▸ Exercise details:
Nothing but the lines from the one containing "For practice, label the police car wheel" to the end of the data should be returned, each exactly as written.

========

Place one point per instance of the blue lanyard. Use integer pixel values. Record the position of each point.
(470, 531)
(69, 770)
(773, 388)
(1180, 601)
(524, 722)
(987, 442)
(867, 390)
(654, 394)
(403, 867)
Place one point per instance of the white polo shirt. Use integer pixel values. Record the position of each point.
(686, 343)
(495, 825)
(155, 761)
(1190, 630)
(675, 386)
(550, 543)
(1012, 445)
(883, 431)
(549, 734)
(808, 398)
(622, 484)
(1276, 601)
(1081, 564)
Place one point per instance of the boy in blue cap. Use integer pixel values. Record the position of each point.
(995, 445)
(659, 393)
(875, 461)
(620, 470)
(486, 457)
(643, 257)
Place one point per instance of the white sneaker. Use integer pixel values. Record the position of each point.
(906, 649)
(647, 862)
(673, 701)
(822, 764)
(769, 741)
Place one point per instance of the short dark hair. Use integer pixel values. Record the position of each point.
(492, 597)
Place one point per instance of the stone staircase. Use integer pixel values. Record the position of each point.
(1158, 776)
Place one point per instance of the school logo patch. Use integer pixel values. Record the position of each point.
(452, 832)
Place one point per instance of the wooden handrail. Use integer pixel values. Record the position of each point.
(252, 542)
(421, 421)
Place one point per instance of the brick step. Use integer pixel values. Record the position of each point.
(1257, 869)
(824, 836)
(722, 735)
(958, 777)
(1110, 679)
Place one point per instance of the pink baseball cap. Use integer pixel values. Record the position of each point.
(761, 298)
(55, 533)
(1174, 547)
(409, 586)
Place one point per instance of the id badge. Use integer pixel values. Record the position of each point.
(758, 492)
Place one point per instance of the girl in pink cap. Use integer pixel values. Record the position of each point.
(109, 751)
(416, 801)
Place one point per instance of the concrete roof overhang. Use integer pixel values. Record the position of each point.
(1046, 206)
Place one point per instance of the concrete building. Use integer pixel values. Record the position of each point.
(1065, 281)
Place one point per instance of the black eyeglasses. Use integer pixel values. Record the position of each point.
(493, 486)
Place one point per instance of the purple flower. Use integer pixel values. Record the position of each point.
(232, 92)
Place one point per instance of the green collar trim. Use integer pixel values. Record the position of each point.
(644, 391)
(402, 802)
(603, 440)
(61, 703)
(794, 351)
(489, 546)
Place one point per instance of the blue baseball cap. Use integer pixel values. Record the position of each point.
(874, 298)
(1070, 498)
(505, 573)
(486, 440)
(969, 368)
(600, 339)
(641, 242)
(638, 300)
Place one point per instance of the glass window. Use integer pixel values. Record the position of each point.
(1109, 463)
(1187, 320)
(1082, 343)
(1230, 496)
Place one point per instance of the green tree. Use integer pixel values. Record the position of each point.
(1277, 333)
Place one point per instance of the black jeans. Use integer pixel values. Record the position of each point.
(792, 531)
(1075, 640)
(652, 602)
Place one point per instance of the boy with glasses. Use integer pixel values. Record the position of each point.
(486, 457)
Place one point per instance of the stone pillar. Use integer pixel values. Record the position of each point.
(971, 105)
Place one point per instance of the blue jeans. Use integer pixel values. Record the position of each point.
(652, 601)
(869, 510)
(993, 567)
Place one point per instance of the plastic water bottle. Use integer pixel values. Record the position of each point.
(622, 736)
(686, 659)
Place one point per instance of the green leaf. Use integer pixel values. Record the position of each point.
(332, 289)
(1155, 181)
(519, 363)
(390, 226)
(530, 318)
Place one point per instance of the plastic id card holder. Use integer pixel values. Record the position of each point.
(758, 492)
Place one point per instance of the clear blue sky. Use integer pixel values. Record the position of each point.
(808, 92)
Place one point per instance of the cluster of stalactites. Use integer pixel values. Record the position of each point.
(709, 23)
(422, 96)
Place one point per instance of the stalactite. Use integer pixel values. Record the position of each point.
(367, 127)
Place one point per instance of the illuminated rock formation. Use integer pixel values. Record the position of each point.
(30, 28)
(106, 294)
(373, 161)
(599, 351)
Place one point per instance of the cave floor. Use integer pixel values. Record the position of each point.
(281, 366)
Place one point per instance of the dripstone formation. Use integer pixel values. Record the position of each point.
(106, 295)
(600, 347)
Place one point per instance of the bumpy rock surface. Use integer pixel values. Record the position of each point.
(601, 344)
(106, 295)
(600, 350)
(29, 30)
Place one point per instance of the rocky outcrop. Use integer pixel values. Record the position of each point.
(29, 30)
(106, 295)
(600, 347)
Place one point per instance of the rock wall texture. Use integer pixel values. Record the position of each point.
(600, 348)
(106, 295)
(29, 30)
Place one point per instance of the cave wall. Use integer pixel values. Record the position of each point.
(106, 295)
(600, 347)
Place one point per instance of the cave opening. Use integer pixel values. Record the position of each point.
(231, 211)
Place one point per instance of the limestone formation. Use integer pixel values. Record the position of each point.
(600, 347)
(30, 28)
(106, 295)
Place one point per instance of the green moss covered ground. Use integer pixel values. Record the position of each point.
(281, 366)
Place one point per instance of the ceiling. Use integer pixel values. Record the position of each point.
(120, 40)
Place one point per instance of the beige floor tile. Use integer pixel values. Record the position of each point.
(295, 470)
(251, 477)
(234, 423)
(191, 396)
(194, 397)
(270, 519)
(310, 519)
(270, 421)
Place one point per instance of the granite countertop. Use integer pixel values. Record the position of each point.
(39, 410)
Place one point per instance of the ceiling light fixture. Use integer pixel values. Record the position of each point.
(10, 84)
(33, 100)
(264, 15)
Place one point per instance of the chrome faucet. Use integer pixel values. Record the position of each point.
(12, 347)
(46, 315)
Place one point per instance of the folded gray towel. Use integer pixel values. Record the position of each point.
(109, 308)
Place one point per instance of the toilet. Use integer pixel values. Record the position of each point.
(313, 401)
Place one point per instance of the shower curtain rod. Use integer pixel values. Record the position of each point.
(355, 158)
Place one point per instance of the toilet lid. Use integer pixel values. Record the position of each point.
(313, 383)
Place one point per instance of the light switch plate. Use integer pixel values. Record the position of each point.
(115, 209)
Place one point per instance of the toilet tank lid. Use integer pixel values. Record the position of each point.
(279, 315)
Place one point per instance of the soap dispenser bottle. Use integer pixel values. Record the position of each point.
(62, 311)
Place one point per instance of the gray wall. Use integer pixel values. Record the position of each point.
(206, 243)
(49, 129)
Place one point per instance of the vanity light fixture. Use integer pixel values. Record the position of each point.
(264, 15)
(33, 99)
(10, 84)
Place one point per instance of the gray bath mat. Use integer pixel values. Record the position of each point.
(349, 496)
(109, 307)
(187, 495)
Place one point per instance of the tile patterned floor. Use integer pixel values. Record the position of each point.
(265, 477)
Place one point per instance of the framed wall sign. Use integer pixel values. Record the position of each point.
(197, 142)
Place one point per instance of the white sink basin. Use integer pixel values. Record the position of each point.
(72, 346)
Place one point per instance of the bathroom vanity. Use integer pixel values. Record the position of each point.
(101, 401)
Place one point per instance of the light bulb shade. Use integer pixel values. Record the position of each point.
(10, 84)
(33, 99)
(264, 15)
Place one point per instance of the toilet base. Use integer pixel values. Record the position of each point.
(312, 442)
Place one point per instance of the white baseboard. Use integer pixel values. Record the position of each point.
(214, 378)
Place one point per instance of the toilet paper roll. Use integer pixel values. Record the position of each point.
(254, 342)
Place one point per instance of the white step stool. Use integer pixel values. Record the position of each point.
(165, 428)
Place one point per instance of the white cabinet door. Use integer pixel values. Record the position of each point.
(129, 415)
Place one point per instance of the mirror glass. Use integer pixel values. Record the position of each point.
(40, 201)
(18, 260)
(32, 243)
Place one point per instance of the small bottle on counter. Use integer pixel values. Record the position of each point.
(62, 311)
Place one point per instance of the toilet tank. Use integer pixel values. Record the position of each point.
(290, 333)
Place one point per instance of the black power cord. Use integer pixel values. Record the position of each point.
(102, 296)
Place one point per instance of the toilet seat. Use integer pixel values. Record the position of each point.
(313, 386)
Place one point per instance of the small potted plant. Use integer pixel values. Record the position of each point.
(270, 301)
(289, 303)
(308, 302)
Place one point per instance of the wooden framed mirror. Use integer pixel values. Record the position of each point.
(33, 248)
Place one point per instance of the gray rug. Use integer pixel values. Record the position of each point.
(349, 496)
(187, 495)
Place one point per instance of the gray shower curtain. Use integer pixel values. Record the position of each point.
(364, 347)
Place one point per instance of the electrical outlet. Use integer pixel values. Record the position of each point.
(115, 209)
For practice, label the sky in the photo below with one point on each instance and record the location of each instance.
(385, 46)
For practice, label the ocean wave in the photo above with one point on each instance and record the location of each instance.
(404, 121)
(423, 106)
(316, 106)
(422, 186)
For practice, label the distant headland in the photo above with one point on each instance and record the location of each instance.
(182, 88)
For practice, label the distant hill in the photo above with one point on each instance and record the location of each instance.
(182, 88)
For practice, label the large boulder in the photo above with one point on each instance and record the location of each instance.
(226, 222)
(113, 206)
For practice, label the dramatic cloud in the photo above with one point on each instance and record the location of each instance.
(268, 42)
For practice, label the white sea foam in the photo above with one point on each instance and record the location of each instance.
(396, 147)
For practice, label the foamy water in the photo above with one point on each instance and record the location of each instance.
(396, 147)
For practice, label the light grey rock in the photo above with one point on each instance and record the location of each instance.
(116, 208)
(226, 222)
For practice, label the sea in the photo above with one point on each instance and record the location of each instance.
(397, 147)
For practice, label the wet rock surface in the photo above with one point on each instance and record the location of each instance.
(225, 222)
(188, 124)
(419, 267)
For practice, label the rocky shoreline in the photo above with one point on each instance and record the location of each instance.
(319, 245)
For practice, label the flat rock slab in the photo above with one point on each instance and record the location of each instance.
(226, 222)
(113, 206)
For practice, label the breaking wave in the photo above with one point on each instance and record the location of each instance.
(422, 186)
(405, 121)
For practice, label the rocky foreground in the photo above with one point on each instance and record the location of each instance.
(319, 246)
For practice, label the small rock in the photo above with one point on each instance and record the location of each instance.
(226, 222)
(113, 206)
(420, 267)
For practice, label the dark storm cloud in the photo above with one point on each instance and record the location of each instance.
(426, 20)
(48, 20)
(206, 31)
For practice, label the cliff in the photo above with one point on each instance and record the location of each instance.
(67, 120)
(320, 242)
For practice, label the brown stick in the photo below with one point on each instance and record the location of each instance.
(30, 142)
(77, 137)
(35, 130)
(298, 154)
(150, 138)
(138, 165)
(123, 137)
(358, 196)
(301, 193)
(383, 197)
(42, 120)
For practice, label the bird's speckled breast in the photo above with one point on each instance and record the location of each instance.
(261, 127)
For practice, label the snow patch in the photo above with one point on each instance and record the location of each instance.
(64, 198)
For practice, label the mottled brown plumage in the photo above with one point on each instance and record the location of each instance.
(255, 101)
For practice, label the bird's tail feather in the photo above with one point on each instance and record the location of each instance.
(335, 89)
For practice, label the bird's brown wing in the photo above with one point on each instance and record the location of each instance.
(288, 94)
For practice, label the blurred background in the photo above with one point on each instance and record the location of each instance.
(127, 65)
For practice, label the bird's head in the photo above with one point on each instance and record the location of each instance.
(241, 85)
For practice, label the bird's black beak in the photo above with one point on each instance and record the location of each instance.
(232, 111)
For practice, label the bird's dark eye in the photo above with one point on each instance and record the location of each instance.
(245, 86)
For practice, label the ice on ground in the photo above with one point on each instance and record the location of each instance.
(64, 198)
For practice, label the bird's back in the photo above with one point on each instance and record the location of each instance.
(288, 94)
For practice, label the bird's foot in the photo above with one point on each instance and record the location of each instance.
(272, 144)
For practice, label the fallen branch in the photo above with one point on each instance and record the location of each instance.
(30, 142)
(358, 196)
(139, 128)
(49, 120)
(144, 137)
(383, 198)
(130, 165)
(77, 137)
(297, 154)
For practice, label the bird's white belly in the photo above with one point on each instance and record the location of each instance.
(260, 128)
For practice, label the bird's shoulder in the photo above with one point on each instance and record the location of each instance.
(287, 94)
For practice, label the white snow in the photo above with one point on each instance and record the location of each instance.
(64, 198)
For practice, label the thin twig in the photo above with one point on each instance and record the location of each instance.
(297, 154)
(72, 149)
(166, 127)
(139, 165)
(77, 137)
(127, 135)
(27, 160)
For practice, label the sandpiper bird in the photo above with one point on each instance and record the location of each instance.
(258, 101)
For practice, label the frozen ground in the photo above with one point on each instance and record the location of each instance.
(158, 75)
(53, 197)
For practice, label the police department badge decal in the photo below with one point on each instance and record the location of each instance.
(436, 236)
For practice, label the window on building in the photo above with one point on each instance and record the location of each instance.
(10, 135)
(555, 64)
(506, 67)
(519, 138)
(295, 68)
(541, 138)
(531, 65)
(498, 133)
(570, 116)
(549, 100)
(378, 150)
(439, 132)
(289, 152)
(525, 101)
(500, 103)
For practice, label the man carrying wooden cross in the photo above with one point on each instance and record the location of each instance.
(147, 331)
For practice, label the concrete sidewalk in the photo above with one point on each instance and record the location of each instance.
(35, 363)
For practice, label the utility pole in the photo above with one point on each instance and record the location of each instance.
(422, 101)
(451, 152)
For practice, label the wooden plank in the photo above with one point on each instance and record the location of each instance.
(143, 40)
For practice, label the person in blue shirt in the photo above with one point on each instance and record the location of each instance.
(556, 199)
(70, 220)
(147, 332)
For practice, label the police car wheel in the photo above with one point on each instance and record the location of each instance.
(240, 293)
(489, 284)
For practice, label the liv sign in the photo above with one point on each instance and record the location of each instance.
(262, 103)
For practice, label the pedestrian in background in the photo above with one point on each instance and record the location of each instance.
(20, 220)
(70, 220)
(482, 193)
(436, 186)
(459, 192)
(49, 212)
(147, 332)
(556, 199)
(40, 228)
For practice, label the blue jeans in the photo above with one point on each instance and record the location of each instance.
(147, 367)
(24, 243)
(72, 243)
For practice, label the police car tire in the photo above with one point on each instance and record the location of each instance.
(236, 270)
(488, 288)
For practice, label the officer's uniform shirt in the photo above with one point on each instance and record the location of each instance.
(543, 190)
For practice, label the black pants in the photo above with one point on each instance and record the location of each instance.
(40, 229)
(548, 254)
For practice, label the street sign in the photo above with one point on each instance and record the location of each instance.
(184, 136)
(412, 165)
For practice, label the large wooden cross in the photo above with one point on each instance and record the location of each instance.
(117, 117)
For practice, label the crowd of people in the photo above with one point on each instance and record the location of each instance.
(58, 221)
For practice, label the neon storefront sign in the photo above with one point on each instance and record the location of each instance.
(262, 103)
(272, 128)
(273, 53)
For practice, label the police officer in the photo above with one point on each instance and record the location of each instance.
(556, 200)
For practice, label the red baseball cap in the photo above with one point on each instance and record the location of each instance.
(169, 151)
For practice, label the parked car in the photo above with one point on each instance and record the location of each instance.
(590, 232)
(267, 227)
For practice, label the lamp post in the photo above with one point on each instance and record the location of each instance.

========

▸ Final answer:
For practice, label the police car wheel in the photo above with one point on each instance and record the location of each instance.
(240, 293)
(489, 284)
For practice, label the liv sign in the photo above with one point on each instance and record the location of each instance.
(262, 103)
For practice, label the pedestrian in background in the photo above with one point on each instance and record the location of each instance.
(20, 220)
(70, 220)
(482, 193)
(436, 186)
(459, 192)
(49, 212)
(147, 332)
(556, 199)
(40, 228)
For practice, label the blue jeans in the photo above with one point on each instance and record the location of each instance.
(147, 367)
(24, 243)
(72, 243)
For practice, label the police car tire in the photo above with one point on each instance and record the location of each instance.
(236, 270)
(488, 288)
For practice, label the officer's uniform shirt in the photo above with one point on each instance and record the location of each instance.
(543, 190)
For practice, label the black pants in the photo above with one point on each instance and record the location of each instance.
(40, 229)
(548, 254)
For practice, label the street sign in the photo above with one point on each instance and record the location of each instance.
(184, 136)
(412, 165)
For practice, label the large wooden cross in the photo above with one point on each instance and record the location of each instance.
(117, 117)
For practice, label the crowd of people in the photo above with one point on each instance and record the location of each instance.
(58, 221)
For practice, label the neon storefront sign in the photo above with one point on each instance and record the location of each instance.
(262, 103)
(272, 128)
(273, 53)
For practice, label the police officer in the photo above with one point on each instance and record the location of each instance.
(556, 200)
For practice, label the red baseball cap in the photo above with one point on each instance and record the location of each instance.
(169, 151)
For practice, label the parked car in the photo above with one point on each instance and record the location of each instance.
(590, 232)
(267, 227)
For practice, label the lamp post in the photo above with one point on each instance and record the location of each instance.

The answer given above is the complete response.